__TESTO DEL DOCUMENTO__:
⁂
Alcide Degasperi: un politico attuale transfrontaliero con la qualità della buona mediazione

di MARTINA CECCO

L’Unione Europea ha visto in lui un modello politico da ricordare, dedicandogli una sala che è stata inaugurata il 23 marzo scorso, la sala del Gruppo Popolare Europeo a Bruxelles. Uno degli esempi più coerenti che possiamo trovare tra i politici italiani che hanno avuto un ruolo di grande responsabilità nel nascente Parlamento italiano è proprio quello di Alcide Degasperi, uno statista più volte citato per la sua integrità morale, una caratteristica che lo contraddistinse in tutta la sua carriera politica, cominciata da rappresentate di una minoranza, la minoranza italiana, per cui rappresentò nei suoi interventi principalmente i trentini, parlando però in tedesco, presso Camera dei deputati (Haus der Abgeordneten) del Reichsrat austriaco.

Nel corso della celebrazione del suo 55° della morte, avvenuta il 19 agosto del 1954 a Sella Valsugana avvenuta poco dopo la fine del suo mandato politico al Parlamento italiano, è stato fatto accenno a due parole con cui Degasperi concluse uno dei due suoi più brillanti discorsi politici, tenuto a braccio, che tenne alla fine del suo mandato politico nel 21 giugno 1947 davanti alla Costituente che ben descrivono il percorso trasversale di Alcide Degasperi nella politica di allora, che poi è anche la nostra politica.

Forse senza rendersene conto, anche se pare improbabile, Degasperi fece uso di due lemmi: le parole Libertà e Dio. Le stesse parole che furono l’incipit di un famoso giornale francese, fondato nel 1830 da Robert de La Mennais, il giornale “L’Avenir” che all’epoca parlava della liberazione dell’Europa dalle ideologie monocolore, principalmente riferendosi al Dio cristiano.

Ma non per questo le passate liberazioni sono meno attuali delle liberazioni di oggi, dove quotidianamente si assiste a una liberazione dalle oppressioni di una o dell’altra nazione. Elencare le più vicine all’Italia e ai giorni attuali è comodo, l’Egitto ci interessa perché ci legano interessi economici evidenti, la Tunisia ci interessa perché le migrazioni ci spaventano, la Libia ci interessa perché è parte della nostra storia, invece la Striscia di Gaza brucia da anni e lo stato cuscinetto che divide l’Occidente dall’Oriente è ormai diventato un terreno di prova che grida orrore.

Parlavamo però di Degasperi, interpretandone le sue parole, il suo motto se così vogliamo dire, maturato grazie a un incontro con la molteplicità delle culture politiche e anche economiche di un passato, quello europeo, che nel periodo pre e post bellico, parliamo della caduta del Regno d’Italia e della prima democrazia nazionale e del periodo di passaggio tra la Prima e la Seconda guerra mondiale, che per l’Italia si riassume bene anche in periodo fascista/colonialista, ha vissuto un profondo e radicale cambiamento.
⁂
__DATI__:

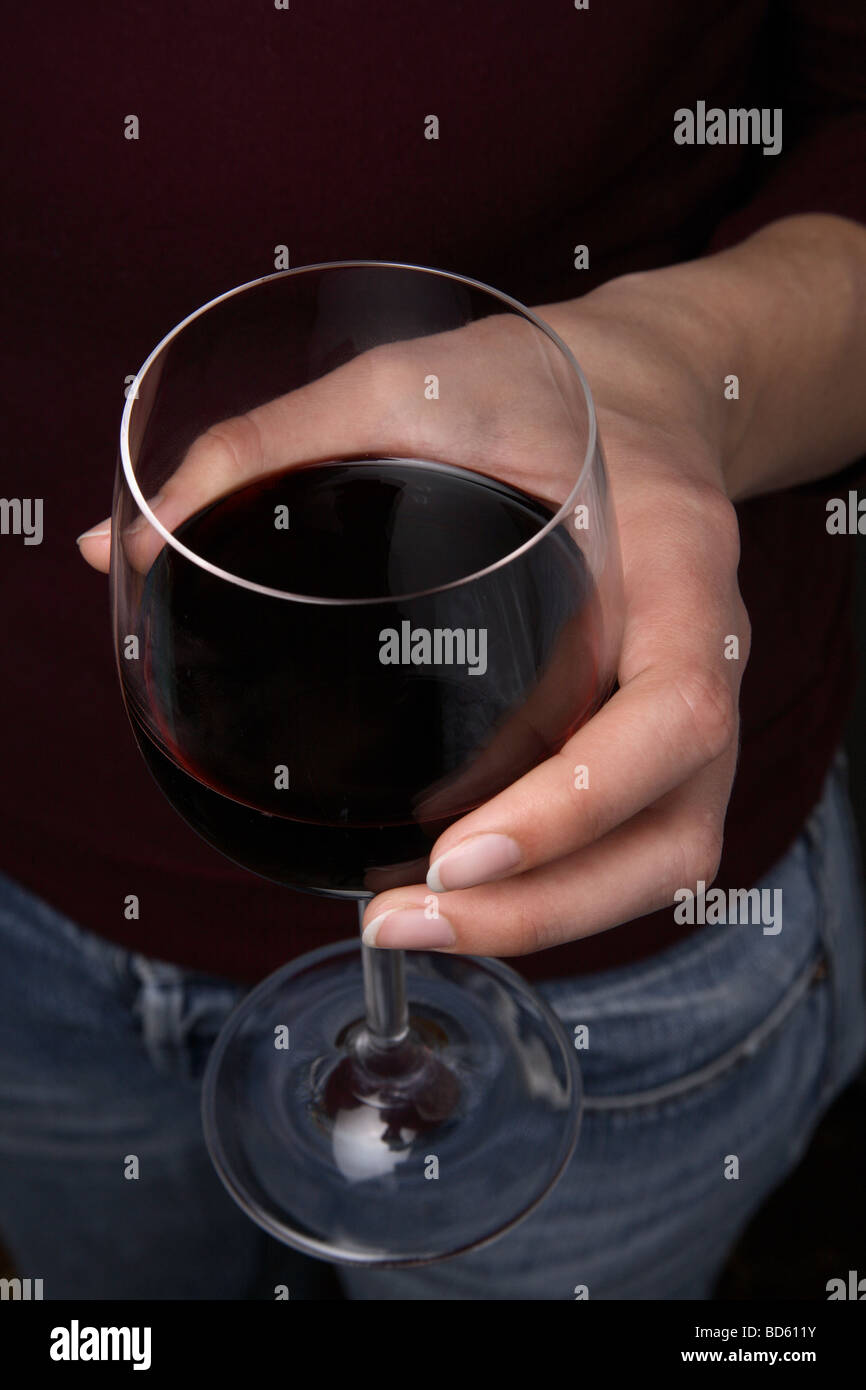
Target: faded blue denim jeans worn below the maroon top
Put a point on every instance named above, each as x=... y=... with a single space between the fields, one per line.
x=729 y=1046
⁂
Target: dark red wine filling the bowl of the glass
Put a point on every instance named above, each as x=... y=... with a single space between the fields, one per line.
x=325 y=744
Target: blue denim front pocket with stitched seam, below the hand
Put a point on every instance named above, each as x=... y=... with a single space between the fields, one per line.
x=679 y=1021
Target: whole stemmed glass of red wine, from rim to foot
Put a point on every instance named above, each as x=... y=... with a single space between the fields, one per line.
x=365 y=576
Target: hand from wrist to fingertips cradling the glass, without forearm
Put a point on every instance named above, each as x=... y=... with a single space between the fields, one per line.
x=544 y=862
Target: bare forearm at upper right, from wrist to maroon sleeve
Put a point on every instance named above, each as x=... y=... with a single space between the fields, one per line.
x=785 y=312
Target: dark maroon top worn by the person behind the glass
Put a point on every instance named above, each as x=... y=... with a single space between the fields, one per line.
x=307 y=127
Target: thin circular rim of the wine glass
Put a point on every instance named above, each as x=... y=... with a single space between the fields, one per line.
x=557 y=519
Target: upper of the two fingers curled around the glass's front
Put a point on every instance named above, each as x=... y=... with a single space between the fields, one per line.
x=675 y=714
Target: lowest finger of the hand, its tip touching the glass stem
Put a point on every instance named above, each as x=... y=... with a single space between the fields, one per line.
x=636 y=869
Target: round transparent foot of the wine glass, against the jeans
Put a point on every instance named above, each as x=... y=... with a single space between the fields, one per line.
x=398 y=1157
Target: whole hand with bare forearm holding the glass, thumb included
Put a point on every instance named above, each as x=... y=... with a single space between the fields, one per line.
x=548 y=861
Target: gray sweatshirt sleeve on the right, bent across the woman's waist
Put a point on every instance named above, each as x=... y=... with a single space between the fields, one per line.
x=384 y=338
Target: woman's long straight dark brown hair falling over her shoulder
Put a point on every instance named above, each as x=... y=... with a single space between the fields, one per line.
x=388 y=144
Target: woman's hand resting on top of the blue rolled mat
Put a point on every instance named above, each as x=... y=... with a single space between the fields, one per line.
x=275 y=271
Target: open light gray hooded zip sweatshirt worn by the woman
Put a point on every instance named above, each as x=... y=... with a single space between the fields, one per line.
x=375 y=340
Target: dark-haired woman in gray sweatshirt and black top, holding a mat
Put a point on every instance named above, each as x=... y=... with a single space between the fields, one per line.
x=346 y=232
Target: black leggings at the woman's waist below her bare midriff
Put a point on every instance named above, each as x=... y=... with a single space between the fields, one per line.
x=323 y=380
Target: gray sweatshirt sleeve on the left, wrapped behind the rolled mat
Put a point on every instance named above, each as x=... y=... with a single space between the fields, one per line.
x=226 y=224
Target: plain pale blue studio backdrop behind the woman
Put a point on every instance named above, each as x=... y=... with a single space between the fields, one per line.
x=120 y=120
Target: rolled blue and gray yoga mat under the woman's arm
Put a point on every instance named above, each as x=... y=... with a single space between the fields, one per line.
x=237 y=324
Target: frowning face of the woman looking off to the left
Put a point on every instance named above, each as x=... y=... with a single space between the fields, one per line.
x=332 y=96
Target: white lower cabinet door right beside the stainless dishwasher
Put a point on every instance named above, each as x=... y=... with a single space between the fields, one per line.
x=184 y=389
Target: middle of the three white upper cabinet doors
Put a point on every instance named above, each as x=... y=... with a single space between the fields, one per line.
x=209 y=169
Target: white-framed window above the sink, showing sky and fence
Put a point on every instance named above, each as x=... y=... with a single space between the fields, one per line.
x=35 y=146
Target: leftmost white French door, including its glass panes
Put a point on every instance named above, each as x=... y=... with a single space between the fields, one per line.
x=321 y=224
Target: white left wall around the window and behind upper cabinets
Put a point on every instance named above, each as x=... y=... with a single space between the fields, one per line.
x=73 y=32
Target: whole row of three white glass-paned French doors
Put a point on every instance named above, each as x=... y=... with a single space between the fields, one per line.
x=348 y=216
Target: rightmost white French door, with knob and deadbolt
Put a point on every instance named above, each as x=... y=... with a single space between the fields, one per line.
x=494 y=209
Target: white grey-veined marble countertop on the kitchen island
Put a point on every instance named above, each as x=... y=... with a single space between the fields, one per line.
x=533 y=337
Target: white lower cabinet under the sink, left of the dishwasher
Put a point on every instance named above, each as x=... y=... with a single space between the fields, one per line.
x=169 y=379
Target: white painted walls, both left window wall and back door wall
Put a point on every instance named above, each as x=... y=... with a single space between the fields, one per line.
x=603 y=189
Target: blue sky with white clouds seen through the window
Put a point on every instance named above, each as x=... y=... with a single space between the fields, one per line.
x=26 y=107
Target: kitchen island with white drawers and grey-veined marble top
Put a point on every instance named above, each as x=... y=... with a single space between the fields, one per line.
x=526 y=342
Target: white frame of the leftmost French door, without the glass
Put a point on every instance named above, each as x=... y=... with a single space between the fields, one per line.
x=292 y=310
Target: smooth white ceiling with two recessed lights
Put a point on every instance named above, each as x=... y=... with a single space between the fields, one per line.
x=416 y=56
⁂
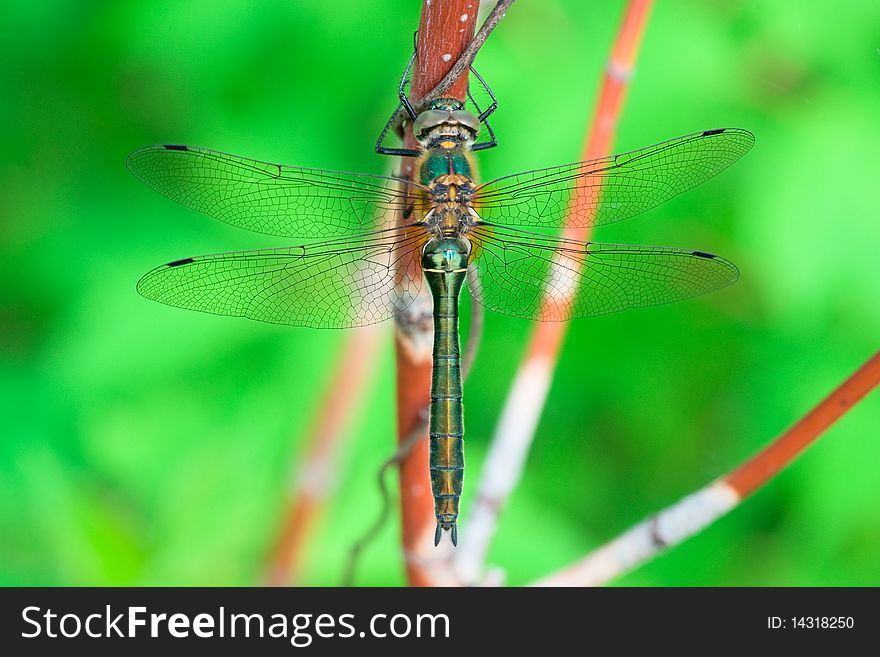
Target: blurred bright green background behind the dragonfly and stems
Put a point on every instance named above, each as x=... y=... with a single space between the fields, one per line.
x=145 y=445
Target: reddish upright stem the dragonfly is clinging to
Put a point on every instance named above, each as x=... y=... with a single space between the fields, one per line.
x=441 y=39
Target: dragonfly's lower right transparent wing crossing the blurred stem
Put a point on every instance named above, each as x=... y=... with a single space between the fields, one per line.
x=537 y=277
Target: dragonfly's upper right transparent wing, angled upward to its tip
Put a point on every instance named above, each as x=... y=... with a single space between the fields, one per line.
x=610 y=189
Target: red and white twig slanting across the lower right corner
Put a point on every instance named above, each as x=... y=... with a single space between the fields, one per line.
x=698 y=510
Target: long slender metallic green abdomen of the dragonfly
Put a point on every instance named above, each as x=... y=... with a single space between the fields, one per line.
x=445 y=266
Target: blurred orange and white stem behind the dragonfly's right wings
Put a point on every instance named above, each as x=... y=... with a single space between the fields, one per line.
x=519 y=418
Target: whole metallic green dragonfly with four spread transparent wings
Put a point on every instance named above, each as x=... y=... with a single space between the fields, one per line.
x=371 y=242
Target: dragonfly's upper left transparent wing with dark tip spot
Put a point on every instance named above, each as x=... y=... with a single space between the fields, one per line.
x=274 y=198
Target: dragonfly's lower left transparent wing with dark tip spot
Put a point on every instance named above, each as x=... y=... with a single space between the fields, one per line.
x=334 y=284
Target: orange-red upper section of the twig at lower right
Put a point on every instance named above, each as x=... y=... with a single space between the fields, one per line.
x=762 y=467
⁂
__CONSEGNA__: Riprendi l'articolo su Alcide Degasperi e proseguilo dopo la sua ultima frase.

__RISPOSTA__:
Si pensino a modelli che sono caduti proprio in quel frangente di una manciata di anni (poco meno di trent’anni per far capire come in un terzo di vita si fa presto a veder cambiare le cose, generazione di 30enni tra cui io stessa rientro!): cadde il modello Monarchico, si trasformò il pensiero Statalista, cadde il modello Dittatoriale, si iniziò a combattere il Cesaropapismo, svanì la prospettiva dell’Eurocentrismo inteso in proporzione al mondo; la Seconda guerra mondiale infatti fece sentire forte la debolezza dell’Europa, fece sentire la necessità di ricostruire alleanze con l’oltre oceano (NATO) e il bisogno di riorganizzare l’economia della nazione (CECA), fece sentire la piccolezza dell’Italia ma le sue mille sfaccettature da salvare (Riforma Agraria e Cassa del Mezzogiorno).

In questa fetta di storia italiana, fondamentale per le giovani generazioni che si dedicano alla politica, fatta non solo di incartamenti, di armi e di sfide politiche, ma anche di ingerenza politica, Alcide Degasperi fu artefice di un profondo cambiamento nel modo di concepire la rappresentanza del popolo, quella che fu la Democrazia Cristiana all’epoca della sua nascita si riconosceva in due principali valori indiscutibili per uno Statista transfrontaliero:
1. il potere del popolo, diremmo noi demoscopico, democratico, popolare, inteso come politica frutto della rappresentanza della gente, che si esprimeva nei forti valori legati a gruppi, associazioni e per la DC anche la Chiesa, che nasceva come reazione alla dittatura ma anche come risultato dell’effetto doppler del Suffragio maschile, con un indiscusso cambiamento del punto di vista del popolo che diventa elettore e in seguito del Suffragio universale (maschile e femminile) che raddoppiava i voti necessari per arrivare a governare.
Sempre per il popolo tra le scelte di politica economica interna di Degasperi, vi fu anche quella di istituire un “Piano Casa” dando una abitazione a migliaia di italiani che non avrebbero mai potuto averne una, la “Cassa del Mezzogiorno” il primo passo per unire l’Italia e la Riforma Agraria. Parte della sua attenzione verso il popolo la si deve probabilmente al suo essere aperto anche all’incontro con la politica estera.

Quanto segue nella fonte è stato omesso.